===== Page excerpt =====

A 5-row sample takes 30 seconds to gather and produces a far more accurate estimate than the heuristic table for your specific data shape. For files near the 128,000-token GPT-4o context window, this verification step is the difference between a successful single-prompt analysis and silent truncation.
How to Tell If Your File Will Fit
Estimating whether your file will exceed the context window takes four steps. The key insight: a file can pass the upload test (under 50MB) and still fail the context-window test, because the two limits are independent. Use the table above as a starting point and go conservative — it is faster to upload an extra chunk than to discover mid-analysis that ChatGPT silently dropped the last 30,000 rows.
- Identify your data type from the table above and note the estimated tokens-per-row range for your column count and content.
- Multiply tokens/row by your row count to get an estimated total token count. If your file has 5,000 rows of CRM data at ~100 tokens/row, that is approximately 500,000 tokens — well above the 128K context window.
- Compare to both limits independently. The upload cap (~50MB) and the context-window cap (128,000 tokens) must both be satisfied. A file can fail one while passing the other — check file size first, then token estimate.
- If over either limit, split by rows before uploading. A 1,000-row chunk of CRM data is approximately 100,000 tokens — within the 128K window and well under the upload cap. Splitting resolves both limits with the same action.
What to Do About It
If your file exceeds the upload cap, reduce its size before uploading — the most common approach is to split by rows or, for Excel workbooks, strip formatting overhead by exporting to CSV first. If it exceeds the context window, you have three options: split into smaller chunks, pre-aggregate the data before uploading, or reduce the column count to lower the per-row token cost. All three are most effective when done locally — before any file reaches a remote system.
Split by rows. Each chunk contains a clean header row and whole data rows, keeping every chunk under both the upload cap and the context-window limit. Use Split by Rows mode in CSV Splitter — each output file gets the original header and a contiguous block of complete rows, with no mid-row breaks at file boundaries. For the chunk-sizing table and multi-chunk workflow, see How to Split a Large CSV for ChatGPT Without Uploading It. For Excel workbooks, see Excel File Too Big for AI? Reduce It in Your Browser First.

=====

=== Work request 1 ===
Condense the paragraph of the page excerpt on fitting files into ChatGPT that begins "If your file exceeds the upload cap" into a short bulleted list, keeping its main facts.
=== Work request 2 ===
Put this sentence from the page excerpt into Spanish: "The upload cap (~50MB) and the context-window cap (128,000 tokens) must both be satisfied."
=== Work request 3 ===
Proceed with the page excerpt on fitting files into ChatGPT, writing on from its last sentence.

===== Input data =====

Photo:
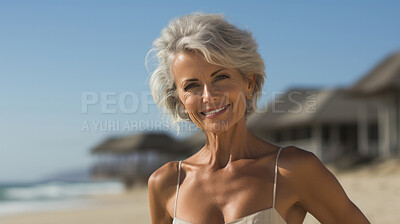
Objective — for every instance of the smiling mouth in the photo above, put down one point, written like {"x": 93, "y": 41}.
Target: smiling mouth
{"x": 215, "y": 111}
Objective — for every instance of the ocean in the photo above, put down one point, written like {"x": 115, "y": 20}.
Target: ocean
{"x": 49, "y": 196}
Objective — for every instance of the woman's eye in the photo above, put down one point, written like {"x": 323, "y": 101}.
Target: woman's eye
{"x": 189, "y": 86}
{"x": 219, "y": 77}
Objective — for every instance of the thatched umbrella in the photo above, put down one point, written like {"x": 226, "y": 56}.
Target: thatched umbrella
{"x": 140, "y": 142}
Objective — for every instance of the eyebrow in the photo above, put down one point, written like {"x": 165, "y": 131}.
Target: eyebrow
{"x": 212, "y": 74}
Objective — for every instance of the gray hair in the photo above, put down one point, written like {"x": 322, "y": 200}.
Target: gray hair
{"x": 220, "y": 42}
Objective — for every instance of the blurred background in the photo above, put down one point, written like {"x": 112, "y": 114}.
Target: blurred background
{"x": 80, "y": 132}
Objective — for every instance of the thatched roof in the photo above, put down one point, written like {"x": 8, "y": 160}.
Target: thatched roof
{"x": 298, "y": 107}
{"x": 142, "y": 141}
{"x": 385, "y": 76}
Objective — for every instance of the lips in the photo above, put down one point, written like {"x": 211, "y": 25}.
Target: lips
{"x": 214, "y": 111}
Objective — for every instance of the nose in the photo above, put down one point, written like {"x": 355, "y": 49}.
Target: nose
{"x": 209, "y": 95}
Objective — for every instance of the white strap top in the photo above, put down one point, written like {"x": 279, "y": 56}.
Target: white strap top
{"x": 266, "y": 216}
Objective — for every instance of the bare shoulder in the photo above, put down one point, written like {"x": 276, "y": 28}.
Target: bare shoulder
{"x": 298, "y": 165}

=====

=== Exercise result 1 ===
- File over the upload cap: make it smaller before uploading. The usual ways are to split it by rows or, for Excel workbooks, to export it to CSV to drop formatting overhead.
- File over the context window: split it into smaller chunks, pre-aggregate the data, or reduce the column count to lower the token cost per row.
- All three context-window options work best when done locally, before any file reaches a remote system.

=== Exercise result 2 ===
Deben cumplirse tanto el límite de carga (~50 MB) como el límite de la ventana de contexto (128.000 tokens).

=== Exercise result 3 ===
Pre-aggregate first. If your goal is a summary — totals by category, averages by month, counts by status — aggregate the full dataset to a GROUP BY result before uploading. A 500,000-row order export reduces to a 200-row summary that fits any context window in a single ChatGPT session. For the pre-aggregation workflow, see Summarize a Huge CSV Before Feeding It to AI.
Reduce column count. If only 4 of your 15 columns are relevant to your question, drop the other 11 before uploading — each removed column reduces per-row token cost and lets more rows fit within the same context window. Removing personally identifiable columns before upload also limits data exposure regardless of which platform receives the file.
The split or export happens on your device — the raw file stays in your environment during the process, and only the reduced output reaches any remote system.
Additional Resources
How this guide was built: Token estimates derived from OpenAI's published tokenizer documentation and the ~4 characters/token rule of thumb, May 2026. ChatGPT upload caps from the OpenAI File Uploads FAQ. GPT-4o context window from OpenAI's model documentation. All token figures labeled as estimates.
- OpenAI: What Are Tokens and How to Count Them — OpenAI's published rule of thumb: ~4 characters per token, ~0.75 words per token; includes a tokenizer tool for exact counts on specific text.
- OpenAI: File Uploads FAQ — The ~50MB spreadsheet upload cap, per-file hard cap (512MB), and upload frequency limits for ChatGPT Plus.
- OpenAI: GPT-4o model — 128,000-token context window for GPT-4o; the processing cap that determines how much of your file the model can reason about in one turn.
- MDN: Web Workers API — How browser-based workers run computation on your device without a server; the mechanism behind on-device file splitting.
- RFC 4180: Common Format and MIME Type for CSV Files — The CSV structural standard; defines the header row and row-boundary rules relevant to how tokenizers parse structured data.
- How Many Rows Can ChatGPT Handle? — The file-size math, rows-per-type estimates, and a full breakdown of ChatGPT's upload limits and failure modes.
- How to Split a Large CSV for ChatGPT Without Uploading It — Step-by-step split workflow: chunk sizing, Split by Rows vs. Equal Parts, and the privacy case for splitting locally.
- Excel File Too Big for AI? Reduce It in Your Browser First — Excel-specific reduction paths: strip formatting overhead, split by sheet, export to CSV or JSONL.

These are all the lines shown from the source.